── Passage provided

Benchmark drives with fio in Linux
Fio (flexible io tester) is what the pros and storage industry insiders use to benchmark drives in Linux. Fio is insanely powerful, confusing, and detailed; it can perform just about any sort of io generation one can think of. I’m going to give a few quick examples of how you can use it to run some quick benchmarks on drives.
sudo apt install fio
Running fio from the command line
Fio can run in two modes, command line or from a job file. Both are perfectly fine and useful in many situations. The command line is a little easier to start. Here is a sample command we can break down.
The easiest thing we can do, which is non-destructive is a sequential read command. Sequential just means the LBAs (logical block addresses) are in order. This is typical for a large file, where the filesystem puts all the data for a single file together on the disk. On an HDD most disk access will be sequential, so this is a good way to easily test the bandwidth of a drive.
sudo fio --filename=/dev/sdb --rw=read --direct=1 --bs=1M --ioengine=libaio --runtime=60 --numjobs=1 --time_based --group_reporting --name=seq_read --iodepth=16
Let’s break down the commands
–rw=read: this is a sequential read, options for lots of different io workloads here
$ fio --cmdhelp=rw
rw: IO direction
alias: readwrite
type: string (opt=bla)

────
── Collected data

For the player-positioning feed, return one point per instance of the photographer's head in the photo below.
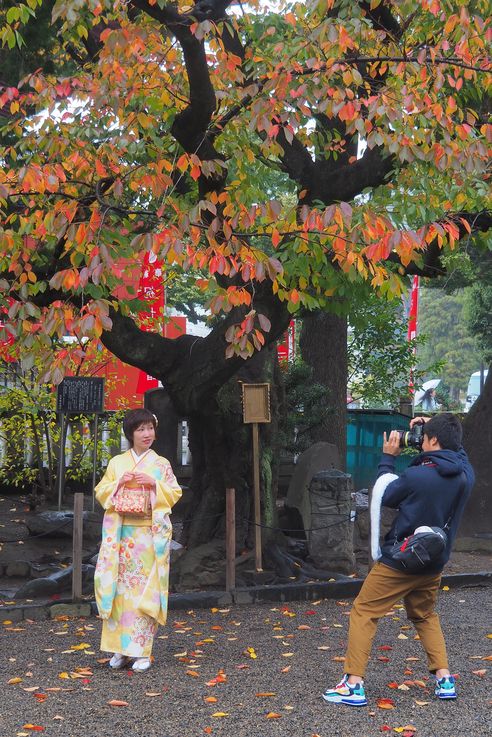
(441, 432)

────

Please rewrite the fio benchmarking guide from "sudo apt install" up to and including "can break down.", putting "terminal" wherever "command line" appears. The data above stand apart from the fio benchmarking guide.

sudo apt install fio
Running fio from the terminal
Fio can run in two modes, terminal or from a job file. Both are perfectly fine and useful in many situations. The terminal is a little easier to start. Here is a sample command we can break down.